What you have to do: Print the full listing exactly.

## BEGIN Dataset records

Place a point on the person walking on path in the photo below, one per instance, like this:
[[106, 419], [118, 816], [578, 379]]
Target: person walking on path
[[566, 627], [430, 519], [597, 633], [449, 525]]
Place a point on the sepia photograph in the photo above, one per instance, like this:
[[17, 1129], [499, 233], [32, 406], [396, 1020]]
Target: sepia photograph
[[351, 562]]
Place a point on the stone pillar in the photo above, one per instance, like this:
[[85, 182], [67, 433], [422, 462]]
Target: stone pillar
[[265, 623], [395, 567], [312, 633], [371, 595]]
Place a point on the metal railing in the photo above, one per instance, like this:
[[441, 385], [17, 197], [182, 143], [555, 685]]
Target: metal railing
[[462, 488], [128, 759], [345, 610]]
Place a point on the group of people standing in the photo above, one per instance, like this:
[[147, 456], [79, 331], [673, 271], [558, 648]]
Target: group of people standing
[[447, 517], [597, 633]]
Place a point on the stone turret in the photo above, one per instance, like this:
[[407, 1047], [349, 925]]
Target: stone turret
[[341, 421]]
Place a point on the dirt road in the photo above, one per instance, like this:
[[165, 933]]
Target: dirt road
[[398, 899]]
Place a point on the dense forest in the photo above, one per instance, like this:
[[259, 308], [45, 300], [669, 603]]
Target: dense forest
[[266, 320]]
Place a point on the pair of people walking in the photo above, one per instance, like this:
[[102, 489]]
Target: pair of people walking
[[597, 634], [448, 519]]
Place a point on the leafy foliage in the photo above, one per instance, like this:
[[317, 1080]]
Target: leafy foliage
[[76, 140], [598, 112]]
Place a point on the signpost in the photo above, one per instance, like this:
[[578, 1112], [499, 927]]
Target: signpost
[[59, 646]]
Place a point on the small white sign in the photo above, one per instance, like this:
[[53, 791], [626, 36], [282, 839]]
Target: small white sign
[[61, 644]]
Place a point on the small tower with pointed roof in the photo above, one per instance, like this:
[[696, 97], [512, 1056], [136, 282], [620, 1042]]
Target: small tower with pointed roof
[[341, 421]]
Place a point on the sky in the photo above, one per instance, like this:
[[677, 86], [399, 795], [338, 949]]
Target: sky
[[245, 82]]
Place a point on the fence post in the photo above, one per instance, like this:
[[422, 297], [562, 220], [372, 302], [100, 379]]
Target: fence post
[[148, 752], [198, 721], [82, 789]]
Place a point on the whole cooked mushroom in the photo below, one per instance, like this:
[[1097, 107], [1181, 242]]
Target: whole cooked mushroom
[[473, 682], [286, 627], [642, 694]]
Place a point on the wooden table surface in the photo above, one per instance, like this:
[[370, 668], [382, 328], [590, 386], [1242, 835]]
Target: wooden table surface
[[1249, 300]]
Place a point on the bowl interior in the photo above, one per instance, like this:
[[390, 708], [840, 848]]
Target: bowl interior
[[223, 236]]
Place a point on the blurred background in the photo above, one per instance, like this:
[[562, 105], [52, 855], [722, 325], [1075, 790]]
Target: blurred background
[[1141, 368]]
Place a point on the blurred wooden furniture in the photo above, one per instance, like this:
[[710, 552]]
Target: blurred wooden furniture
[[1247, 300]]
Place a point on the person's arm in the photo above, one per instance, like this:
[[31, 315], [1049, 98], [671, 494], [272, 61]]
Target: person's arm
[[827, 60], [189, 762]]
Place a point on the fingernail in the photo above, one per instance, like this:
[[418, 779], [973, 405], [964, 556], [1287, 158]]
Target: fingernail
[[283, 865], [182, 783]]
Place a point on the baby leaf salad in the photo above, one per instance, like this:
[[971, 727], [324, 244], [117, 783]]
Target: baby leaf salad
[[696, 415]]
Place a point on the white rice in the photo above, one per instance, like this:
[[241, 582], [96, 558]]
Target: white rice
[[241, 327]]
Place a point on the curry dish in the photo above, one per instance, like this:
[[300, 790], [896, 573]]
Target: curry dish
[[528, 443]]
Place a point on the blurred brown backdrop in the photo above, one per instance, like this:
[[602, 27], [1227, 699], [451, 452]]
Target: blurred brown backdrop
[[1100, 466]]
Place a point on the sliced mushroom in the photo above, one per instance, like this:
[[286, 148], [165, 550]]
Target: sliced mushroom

## END Dataset records

Exercise solution:
Place a point on the person walking on path in the photo below, one per instance, like this:
[[106, 419], [118, 816], [578, 379]]
Target: person walking on path
[[566, 627], [430, 519], [597, 633], [449, 525]]
Place a point on the sepia photograph in the photo above, one per instance, like this:
[[17, 1129], [499, 233], [32, 406], [396, 1020]]
Target: sepia photograph
[[351, 562]]
Place a point on the stone pillar in the photo above, one per instance, like this:
[[85, 182], [67, 433], [422, 462]]
Target: stone pillar
[[265, 623], [395, 567], [312, 633], [371, 595]]
Place a point on the metal railing in the photo above, one per instance, like this:
[[441, 385], [17, 197], [182, 143], [555, 685]]
Target: metal railing
[[462, 488], [128, 759], [345, 610]]
Place a point on the group of people standing in the photo above, one per instance, like this:
[[147, 456], [79, 331], [673, 271], [558, 648]]
Target: group of people standing
[[447, 517], [597, 633]]
Place a point on the stone turret in the photo above, one per instance, like this:
[[407, 1047], [349, 925]]
Target: stone turret
[[341, 421]]
Place a point on the dirt road in the photo above, one per instance, like this:
[[165, 933]]
Target: dirt road
[[398, 899]]
Place a point on the dense forest in the photo above, one per instance, like this:
[[259, 308], [45, 300], [669, 603]]
Target: dense forest
[[266, 320]]
Place a point on the pair of people walking in the photo above, one per instance, like this:
[[102, 489]]
Target: pair of people walking
[[597, 634], [448, 519]]
Place a point on the leafy foliage in the photo above, one per instance, like this:
[[317, 1080]]
Target: leafy foliage
[[76, 140], [598, 112]]
Place a point on the signpost in the photo above, one per instance, like this:
[[578, 1112], [499, 927]]
Target: signpost
[[59, 646]]
Place a point on the small white sign in the photo above, one per instance, like this:
[[53, 791], [626, 36], [282, 839]]
Target: small white sign
[[61, 644]]
Place a point on the small tower with pointed roof in the photo above, one per instance, like this:
[[696, 97], [512, 1056], [136, 282], [620, 1042]]
Target: small tower with pointed roof
[[341, 421]]
Place a point on the sky in the photo above, one per instance, like this:
[[677, 86], [399, 795], [338, 949]]
Target: sky
[[245, 82]]
Place a point on the fence post in the photo above, one per instance, like this:
[[422, 297], [562, 220], [372, 302], [100, 379]]
Target: fence post
[[148, 752], [198, 721], [82, 789]]
Place a point on the whole cooked mushroom in the photo below, one per instance, like this:
[[1097, 107], [1181, 242]]
Target: whole cooked mushroom
[[473, 682], [286, 627], [642, 694]]
Place a point on the wooden table surface in the photo above, one per instance, like this:
[[370, 668], [382, 328], [590, 386], [1242, 835]]
Target: wooden table surface
[[1249, 300]]
Place a point on the bowl interior in the photo above, one per instance, like this:
[[390, 708], [840, 848]]
Target: bowl interior
[[223, 236]]
Place a point on the blurred background in the photo above, one per instance, like this:
[[562, 105], [52, 855], [722, 325], [1075, 790]]
Target: blurred background
[[1141, 368]]
Place a point on the blurred wooden furniture in the photo above, one per instance, like this:
[[710, 552]]
Target: blurred wooden furniture
[[1247, 300]]
Place a point on the person's arm in the photo above, one per instance, like this:
[[31, 315], [1049, 98], [671, 494], [272, 61]]
Target: person's arm
[[827, 60], [189, 762]]
Place a point on the fingernail in the photo above, one per instance, like this:
[[418, 779], [973, 405], [964, 556], [1287, 158]]
Target: fingernail
[[283, 865], [182, 783]]
Place a point on the baby leaf salad in the photo above, one per instance, like this:
[[971, 727], [324, 244], [117, 783]]
Target: baby leaf salad
[[696, 415]]
Place a point on the white rice in the photo above, one per instance, like this:
[[241, 582], [96, 558]]
Target: white rice
[[241, 327]]
Place a point on the curry dish in the photo above, one per instance, like this:
[[300, 790], [896, 573]]
Target: curry dish
[[528, 443]]
Place a point on the blurred brown backdrop in the photo above, one per instance, like this:
[[602, 27], [1227, 699], [451, 452]]
Target: blurred brown backdrop
[[1100, 466]]
Place a point on the sliced mushroom in the photo above, one per instance, like this:
[[286, 148], [165, 550]]
Target: sliced mushroom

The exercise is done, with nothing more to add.